Your instructions – Rewrite the lines starting with the line containing "Category: small fishing boat" and going on through the line containing "[405,69,624,351]", replacing "boulder" with "large stone" and leaving everything else unchanged. Omit the pictures from your answer.

=== Excerpted records ===

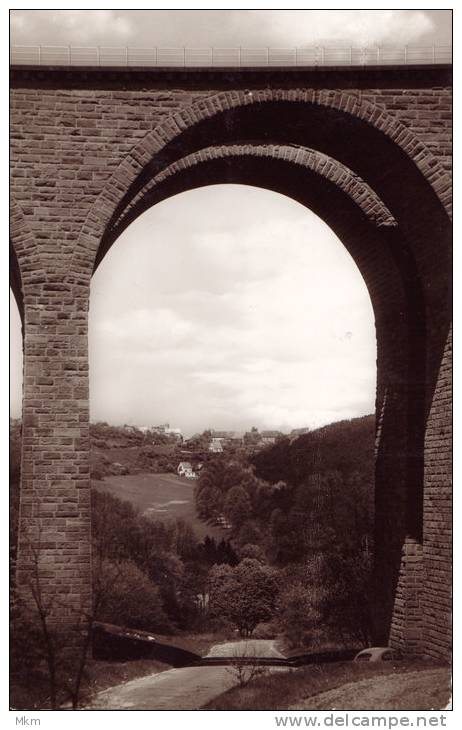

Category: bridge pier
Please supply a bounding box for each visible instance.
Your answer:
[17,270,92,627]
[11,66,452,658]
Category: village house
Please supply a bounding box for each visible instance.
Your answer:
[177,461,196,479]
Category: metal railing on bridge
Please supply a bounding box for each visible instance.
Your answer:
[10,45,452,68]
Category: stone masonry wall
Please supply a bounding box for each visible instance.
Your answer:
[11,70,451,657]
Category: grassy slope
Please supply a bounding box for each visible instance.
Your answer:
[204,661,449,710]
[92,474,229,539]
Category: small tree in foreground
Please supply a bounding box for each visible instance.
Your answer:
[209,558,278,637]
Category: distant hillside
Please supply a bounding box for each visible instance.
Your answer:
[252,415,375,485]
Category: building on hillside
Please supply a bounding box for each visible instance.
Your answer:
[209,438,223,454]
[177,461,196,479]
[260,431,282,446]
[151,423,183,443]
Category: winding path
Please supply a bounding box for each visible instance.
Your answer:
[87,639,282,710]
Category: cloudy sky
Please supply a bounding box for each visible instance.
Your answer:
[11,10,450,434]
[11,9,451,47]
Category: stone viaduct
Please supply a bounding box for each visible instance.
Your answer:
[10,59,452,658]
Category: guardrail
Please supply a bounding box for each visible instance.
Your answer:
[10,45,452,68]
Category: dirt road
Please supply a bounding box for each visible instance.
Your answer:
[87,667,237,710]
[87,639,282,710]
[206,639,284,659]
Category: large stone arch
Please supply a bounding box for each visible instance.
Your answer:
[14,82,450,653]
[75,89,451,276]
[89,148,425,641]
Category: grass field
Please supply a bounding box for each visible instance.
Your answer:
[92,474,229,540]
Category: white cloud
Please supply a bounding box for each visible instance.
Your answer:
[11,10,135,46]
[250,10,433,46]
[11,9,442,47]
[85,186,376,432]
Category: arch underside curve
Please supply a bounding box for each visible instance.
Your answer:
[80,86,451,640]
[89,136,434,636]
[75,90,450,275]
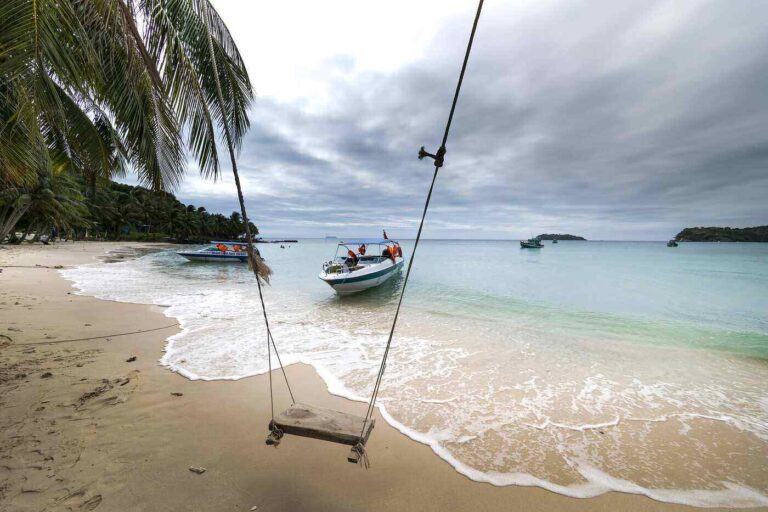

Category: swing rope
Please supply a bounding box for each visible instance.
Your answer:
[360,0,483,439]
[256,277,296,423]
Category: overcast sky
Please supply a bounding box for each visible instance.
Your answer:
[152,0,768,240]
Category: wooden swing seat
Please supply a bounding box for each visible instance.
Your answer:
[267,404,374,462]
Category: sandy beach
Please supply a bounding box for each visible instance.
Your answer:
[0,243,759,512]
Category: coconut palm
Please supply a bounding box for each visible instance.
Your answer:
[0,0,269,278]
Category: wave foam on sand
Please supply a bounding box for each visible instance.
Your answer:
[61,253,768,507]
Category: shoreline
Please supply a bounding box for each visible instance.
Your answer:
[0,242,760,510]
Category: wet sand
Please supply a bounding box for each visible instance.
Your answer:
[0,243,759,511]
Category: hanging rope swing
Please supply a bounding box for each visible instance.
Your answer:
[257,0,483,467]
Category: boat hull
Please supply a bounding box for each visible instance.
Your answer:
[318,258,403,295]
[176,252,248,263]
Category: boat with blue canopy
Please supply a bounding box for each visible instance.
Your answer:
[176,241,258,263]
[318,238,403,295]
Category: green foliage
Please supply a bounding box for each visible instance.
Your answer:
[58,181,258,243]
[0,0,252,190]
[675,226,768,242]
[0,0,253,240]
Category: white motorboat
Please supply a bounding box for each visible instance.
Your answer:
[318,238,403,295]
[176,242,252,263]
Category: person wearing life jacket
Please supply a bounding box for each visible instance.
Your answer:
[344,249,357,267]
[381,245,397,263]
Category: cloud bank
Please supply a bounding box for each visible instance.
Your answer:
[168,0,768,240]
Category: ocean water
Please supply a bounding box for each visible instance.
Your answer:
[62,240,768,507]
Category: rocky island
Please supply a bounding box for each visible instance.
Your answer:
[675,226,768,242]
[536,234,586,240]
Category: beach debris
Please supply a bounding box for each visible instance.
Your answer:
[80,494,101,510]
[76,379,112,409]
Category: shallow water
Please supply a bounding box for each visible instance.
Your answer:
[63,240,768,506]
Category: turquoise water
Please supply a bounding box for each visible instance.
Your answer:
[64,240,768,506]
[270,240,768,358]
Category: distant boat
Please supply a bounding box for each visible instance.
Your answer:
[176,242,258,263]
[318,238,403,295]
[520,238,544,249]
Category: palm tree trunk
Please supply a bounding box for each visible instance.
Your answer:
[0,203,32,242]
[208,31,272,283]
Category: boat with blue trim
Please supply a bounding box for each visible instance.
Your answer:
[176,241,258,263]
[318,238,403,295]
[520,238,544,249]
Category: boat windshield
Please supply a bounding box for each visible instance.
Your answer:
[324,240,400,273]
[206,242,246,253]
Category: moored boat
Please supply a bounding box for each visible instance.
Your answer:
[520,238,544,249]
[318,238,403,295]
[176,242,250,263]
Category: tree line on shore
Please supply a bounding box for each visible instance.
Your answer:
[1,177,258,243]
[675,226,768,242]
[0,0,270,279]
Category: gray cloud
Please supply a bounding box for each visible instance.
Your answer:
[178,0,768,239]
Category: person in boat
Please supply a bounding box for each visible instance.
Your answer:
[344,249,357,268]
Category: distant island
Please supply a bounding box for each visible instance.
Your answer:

===
=== Excerpted records ===

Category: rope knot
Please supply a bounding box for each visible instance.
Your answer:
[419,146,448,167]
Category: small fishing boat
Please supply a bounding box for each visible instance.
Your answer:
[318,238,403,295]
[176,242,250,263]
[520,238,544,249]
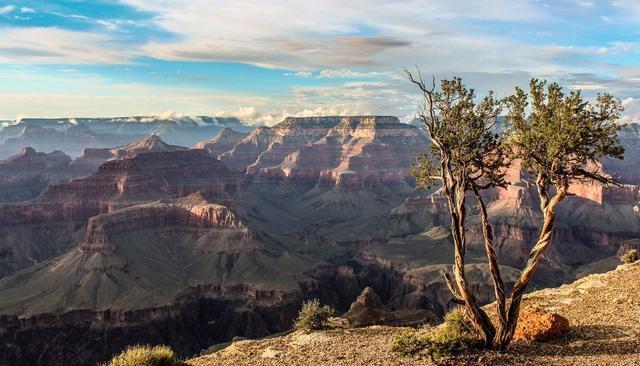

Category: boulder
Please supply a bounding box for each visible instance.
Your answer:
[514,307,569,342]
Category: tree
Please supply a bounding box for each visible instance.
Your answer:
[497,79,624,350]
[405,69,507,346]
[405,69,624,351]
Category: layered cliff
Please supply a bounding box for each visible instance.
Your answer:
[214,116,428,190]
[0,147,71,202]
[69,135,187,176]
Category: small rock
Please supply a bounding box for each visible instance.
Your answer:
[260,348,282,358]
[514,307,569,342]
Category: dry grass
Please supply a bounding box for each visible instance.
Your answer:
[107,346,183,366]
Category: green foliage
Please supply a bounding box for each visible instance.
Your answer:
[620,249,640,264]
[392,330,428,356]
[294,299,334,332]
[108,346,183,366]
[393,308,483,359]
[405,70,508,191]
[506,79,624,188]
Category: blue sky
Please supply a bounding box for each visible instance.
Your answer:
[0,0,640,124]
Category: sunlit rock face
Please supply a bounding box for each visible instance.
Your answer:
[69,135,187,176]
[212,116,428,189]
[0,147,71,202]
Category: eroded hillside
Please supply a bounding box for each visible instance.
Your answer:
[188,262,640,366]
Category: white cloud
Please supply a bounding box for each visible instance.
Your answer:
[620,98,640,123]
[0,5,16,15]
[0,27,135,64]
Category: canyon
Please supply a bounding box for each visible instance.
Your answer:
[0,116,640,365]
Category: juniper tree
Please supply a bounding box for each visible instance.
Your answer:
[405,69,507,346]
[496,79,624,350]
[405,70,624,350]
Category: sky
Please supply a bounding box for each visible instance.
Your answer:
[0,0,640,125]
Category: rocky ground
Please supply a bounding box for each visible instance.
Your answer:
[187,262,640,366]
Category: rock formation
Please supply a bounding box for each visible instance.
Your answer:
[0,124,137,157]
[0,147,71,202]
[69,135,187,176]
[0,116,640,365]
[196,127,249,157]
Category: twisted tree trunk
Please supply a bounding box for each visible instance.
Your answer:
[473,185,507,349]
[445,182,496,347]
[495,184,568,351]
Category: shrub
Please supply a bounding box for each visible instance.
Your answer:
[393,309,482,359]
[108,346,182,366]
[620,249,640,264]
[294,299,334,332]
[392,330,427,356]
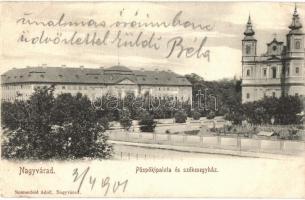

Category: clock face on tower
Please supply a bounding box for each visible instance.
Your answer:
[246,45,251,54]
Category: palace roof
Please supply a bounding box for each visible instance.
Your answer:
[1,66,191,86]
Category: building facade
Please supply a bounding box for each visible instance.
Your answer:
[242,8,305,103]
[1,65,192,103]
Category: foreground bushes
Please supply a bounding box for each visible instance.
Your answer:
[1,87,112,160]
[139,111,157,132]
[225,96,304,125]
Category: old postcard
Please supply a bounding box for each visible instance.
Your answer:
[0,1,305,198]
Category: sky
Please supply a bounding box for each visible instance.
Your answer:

===

Solution to the problem –
Category: small fishing boat
Please supply a bounding box for each visible instance.
Your answer:
[318,238,403,295]
[176,242,250,263]
[520,238,544,249]

Category: large stone
Please supply a bounding box for each visible instance.
Your answer:
[514,307,569,342]
Category: tree
Please supply a bounding box for each visible instance.
Your answer:
[497,79,624,350]
[405,69,507,346]
[405,69,624,351]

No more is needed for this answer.